[[ Given records open ]]

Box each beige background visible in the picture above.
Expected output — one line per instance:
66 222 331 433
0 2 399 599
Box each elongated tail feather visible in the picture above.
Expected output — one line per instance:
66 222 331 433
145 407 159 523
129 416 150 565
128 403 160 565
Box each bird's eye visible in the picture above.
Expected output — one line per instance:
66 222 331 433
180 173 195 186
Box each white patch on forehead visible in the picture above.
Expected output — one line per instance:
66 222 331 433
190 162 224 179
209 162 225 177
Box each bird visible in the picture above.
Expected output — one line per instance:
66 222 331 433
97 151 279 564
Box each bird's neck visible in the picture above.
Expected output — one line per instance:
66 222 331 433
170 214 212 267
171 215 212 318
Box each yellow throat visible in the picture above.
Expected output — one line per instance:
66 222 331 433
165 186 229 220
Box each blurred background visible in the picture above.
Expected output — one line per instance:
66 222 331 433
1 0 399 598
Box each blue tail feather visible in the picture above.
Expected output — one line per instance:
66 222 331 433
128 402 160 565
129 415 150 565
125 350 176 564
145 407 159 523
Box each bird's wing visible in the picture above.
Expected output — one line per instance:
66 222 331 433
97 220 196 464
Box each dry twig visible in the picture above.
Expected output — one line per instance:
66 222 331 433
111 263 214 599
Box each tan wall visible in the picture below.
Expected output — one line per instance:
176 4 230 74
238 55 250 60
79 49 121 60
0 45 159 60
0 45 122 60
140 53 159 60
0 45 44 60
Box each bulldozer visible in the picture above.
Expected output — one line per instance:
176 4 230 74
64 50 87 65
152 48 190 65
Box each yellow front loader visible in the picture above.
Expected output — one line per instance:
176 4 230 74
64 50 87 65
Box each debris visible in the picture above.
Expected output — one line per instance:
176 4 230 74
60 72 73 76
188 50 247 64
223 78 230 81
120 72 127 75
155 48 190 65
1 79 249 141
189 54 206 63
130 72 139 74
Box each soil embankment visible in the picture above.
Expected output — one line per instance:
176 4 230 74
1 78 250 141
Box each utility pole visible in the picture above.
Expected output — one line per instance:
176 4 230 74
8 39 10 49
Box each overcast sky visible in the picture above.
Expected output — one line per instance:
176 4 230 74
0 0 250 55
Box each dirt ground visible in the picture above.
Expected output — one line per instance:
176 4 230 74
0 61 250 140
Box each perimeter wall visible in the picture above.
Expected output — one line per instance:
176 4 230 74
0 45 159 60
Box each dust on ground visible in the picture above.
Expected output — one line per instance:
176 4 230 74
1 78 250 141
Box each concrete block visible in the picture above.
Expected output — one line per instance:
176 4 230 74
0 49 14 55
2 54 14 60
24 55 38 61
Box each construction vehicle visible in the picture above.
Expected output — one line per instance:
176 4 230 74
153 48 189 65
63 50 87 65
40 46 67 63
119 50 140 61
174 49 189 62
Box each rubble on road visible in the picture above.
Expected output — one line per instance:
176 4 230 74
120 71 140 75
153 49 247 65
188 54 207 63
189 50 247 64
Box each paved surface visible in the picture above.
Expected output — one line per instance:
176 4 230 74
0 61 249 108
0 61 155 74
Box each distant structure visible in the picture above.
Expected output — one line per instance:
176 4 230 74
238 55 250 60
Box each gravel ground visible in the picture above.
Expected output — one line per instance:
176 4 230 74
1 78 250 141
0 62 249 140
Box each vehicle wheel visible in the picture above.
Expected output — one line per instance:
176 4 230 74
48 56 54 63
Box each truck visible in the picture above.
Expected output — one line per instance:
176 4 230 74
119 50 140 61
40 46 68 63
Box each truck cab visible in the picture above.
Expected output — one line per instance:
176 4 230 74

[[ Given records closed ]]

Whenever the word "background" shows up in a line of the entries above, copy that line.

Box each beige background visible in the picture above.
Box each blurred background visible in the picture above.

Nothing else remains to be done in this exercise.